*OBJECTIVE*
Put the lines of the material into a numbered list, starting at the line that contains "Target: road marking" and ending at the last line of the material, with blank lines left out.

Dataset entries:
——

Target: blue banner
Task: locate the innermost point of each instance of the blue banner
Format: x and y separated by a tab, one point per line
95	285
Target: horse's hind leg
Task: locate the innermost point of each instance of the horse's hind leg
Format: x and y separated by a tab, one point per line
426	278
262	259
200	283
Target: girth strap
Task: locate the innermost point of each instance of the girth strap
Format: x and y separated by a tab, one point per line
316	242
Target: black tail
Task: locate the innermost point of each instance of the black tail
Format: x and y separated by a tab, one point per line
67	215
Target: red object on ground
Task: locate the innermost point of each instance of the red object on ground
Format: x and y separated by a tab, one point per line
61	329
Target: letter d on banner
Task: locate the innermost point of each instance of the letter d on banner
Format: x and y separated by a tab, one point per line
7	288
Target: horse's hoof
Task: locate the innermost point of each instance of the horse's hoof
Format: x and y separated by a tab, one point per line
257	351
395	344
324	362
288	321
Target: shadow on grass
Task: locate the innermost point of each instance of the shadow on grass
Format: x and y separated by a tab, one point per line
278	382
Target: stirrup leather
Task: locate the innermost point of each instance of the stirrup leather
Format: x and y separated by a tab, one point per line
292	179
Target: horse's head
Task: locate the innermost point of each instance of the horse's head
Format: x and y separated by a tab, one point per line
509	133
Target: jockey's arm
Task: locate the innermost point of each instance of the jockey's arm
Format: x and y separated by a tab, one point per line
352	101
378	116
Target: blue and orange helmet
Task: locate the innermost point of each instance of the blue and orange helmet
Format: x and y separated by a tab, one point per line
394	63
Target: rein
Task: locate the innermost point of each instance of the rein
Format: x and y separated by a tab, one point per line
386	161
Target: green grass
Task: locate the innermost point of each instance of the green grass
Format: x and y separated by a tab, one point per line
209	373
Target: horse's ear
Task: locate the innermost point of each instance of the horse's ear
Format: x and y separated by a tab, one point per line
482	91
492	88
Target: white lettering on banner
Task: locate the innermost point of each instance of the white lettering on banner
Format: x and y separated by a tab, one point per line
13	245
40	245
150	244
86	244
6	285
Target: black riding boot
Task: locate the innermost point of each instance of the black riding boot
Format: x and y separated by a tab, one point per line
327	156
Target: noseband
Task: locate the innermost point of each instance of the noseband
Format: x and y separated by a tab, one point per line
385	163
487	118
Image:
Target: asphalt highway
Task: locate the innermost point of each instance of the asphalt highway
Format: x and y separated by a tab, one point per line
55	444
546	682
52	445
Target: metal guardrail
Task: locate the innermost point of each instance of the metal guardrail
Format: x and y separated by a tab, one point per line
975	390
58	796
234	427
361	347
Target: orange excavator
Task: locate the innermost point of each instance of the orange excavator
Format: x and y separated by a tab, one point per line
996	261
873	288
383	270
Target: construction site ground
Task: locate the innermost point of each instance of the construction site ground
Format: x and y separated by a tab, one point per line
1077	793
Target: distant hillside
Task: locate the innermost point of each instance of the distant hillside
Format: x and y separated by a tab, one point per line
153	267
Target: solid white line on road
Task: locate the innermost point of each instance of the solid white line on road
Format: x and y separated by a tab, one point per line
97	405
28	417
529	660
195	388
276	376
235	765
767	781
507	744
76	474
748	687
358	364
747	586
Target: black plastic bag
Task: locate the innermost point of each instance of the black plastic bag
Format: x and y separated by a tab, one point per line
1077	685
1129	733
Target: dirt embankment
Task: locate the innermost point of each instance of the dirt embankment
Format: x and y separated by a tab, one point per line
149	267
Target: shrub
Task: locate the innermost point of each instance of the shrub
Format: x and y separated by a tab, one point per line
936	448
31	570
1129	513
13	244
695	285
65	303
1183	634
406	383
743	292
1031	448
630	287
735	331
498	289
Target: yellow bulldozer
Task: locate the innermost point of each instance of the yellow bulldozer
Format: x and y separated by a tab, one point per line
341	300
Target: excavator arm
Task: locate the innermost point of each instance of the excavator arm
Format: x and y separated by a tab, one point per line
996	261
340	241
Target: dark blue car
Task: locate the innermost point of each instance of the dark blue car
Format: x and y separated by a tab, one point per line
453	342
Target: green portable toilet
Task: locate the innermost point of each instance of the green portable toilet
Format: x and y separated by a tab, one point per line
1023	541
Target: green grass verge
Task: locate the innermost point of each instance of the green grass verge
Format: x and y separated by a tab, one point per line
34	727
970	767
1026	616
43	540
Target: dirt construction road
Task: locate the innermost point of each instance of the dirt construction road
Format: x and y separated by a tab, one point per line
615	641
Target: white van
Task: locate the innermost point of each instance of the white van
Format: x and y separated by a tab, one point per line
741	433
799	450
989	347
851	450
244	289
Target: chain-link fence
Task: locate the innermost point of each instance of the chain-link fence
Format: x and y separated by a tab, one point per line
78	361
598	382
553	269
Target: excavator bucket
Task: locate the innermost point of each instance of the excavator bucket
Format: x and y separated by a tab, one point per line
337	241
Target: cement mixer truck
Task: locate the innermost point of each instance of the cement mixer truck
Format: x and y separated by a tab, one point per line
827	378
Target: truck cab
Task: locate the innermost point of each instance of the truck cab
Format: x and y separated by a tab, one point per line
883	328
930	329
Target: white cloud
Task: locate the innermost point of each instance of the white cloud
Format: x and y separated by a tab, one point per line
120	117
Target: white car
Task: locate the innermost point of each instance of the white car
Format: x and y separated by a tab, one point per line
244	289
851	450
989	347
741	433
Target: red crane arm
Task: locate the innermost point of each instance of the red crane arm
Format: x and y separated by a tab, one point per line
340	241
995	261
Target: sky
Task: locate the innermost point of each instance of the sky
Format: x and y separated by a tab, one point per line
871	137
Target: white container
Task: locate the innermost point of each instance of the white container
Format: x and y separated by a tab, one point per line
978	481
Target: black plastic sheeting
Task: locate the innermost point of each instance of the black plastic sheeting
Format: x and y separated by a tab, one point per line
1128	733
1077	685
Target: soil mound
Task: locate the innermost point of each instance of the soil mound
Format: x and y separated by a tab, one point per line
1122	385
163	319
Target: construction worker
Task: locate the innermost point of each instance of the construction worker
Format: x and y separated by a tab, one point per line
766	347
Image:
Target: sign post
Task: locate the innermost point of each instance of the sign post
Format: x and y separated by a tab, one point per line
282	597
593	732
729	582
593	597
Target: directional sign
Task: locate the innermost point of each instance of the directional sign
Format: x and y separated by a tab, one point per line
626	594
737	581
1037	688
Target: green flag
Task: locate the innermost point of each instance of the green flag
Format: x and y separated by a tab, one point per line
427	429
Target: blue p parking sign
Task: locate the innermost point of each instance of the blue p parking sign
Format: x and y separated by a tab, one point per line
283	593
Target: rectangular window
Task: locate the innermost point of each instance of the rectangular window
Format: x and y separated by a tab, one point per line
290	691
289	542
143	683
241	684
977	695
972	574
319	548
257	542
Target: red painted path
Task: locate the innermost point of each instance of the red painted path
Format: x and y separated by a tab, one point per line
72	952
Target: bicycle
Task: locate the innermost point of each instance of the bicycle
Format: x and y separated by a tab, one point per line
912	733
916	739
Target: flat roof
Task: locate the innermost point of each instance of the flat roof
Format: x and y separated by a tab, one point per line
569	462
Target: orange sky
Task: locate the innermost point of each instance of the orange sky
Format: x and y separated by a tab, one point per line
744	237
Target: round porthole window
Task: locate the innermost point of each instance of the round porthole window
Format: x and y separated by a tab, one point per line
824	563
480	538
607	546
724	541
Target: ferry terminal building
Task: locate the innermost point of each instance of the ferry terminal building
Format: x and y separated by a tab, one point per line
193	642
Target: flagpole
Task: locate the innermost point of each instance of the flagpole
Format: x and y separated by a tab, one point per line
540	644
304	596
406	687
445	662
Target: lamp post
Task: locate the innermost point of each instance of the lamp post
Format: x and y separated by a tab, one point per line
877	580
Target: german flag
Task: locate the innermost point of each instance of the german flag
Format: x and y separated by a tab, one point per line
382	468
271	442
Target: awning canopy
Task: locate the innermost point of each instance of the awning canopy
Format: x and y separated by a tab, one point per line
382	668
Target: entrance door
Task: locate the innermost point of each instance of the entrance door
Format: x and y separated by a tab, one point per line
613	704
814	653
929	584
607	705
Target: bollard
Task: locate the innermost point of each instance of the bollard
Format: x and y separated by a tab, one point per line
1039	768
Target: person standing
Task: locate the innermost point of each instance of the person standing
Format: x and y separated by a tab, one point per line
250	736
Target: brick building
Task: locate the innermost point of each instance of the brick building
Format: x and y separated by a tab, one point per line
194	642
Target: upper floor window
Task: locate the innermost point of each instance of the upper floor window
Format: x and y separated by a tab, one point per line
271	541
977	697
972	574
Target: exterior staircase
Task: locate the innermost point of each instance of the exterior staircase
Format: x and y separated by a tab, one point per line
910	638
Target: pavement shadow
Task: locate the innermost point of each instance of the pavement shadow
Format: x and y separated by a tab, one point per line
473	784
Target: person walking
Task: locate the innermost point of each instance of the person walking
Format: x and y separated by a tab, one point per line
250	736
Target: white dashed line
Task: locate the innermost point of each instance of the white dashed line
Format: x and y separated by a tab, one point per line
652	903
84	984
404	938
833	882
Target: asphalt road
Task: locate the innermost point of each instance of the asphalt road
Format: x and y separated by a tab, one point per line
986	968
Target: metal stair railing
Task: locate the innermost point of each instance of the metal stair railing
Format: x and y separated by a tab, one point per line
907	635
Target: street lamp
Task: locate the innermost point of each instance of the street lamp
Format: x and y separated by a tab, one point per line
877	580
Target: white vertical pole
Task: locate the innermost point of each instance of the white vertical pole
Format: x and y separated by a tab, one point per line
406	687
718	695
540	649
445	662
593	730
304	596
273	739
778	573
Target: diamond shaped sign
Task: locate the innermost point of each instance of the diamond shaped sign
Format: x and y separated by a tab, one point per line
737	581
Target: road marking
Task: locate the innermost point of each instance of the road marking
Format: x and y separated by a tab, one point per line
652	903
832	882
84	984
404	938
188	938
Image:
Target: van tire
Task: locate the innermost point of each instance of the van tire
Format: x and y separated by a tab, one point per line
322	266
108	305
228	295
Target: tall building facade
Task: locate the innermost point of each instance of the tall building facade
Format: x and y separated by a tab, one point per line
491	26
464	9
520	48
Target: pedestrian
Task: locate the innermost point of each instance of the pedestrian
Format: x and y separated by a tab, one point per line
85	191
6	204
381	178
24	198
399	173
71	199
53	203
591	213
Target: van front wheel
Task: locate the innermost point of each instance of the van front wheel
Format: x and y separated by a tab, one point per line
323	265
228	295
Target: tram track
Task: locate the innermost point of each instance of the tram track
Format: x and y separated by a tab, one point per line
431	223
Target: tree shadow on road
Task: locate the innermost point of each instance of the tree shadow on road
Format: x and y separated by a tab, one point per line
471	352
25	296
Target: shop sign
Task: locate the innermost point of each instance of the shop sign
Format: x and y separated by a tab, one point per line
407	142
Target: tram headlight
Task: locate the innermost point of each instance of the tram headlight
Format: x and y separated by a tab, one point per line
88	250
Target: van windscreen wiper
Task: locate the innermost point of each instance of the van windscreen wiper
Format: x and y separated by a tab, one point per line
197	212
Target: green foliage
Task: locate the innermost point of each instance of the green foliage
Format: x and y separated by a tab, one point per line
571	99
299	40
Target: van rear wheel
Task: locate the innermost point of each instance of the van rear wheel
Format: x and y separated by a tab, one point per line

——

*RESULT*
1. Target: road marking
2. Task: locate the innermost point of each instance of the road marking
3. Format: x and y separated by a tab, one point per line
4. 652	903
5. 832	882
6. 84	984
7. 404	938
8. 188	938
9. Image:
10. Target: van tire
11. Task: locate the innermost point of each instance of the van tire
12. Format: x and y separated by a tab, one point per line
13. 322	266
14. 108	305
15. 228	295
16. Target: tall building facade
17. Task: locate the innermost point of each instance of the tall building facade
18. Format: x and y separated by a tab, one point per line
19. 491	26
20. 464	9
21. 520	48
22. Target: pedestrian
23. Task: locate the innermost point of each instance of the pedestrian
24. Format: x and y separated by a tab, one point per line
25. 85	191
26. 6	204
27. 381	178
28. 24	198
29. 399	173
30. 71	199
31. 53	203
32. 591	213
33. Target: van front wheel
34. Task: locate the innermost point of each instance of the van front wheel
35. Format: x and y separated by a tab, one point per line
36. 323	265
37. 228	295
38. Target: tram track
39. Task: locate the innermost point of each instance of the tram track
40. Format: x and y separated by a tab, one point per line
41. 431	223
42. Target: tree shadow on road
43. Task: locate the innermost point of each instance of the tree shadow on road
44. Format: x and y separated by a tab, one point per line
45. 471	352
46. 25	296
47. Target: shop sign
48. Task: locate the innermost point of each instance of the shop sign
49. Format: x and y separated by a tab, one point per line
50. 407	142
51. Target: tram headlight
52. Task: locate the innermost point of each instance of the tram headlight
53. Format: x and y separated by a tab, one point per line
54. 88	250
55. Target: van windscreen wiper
56. Task: locate the innermost point of each instance of the van windscreen wiper
57. Format: x and y separated by a tab, one point per line
58. 197	212
59. Target: green foliage
60. Task: locate the innermost point of each instance of the green foliage
61. Format: x and y separated by a tab, one point per line
62. 571	99
63. 299	40
64. Target: van rear wheel
65. Task: locate the innermost point of each instance of the van rear wheel
66. Format: x and y separated by a tab, one point per line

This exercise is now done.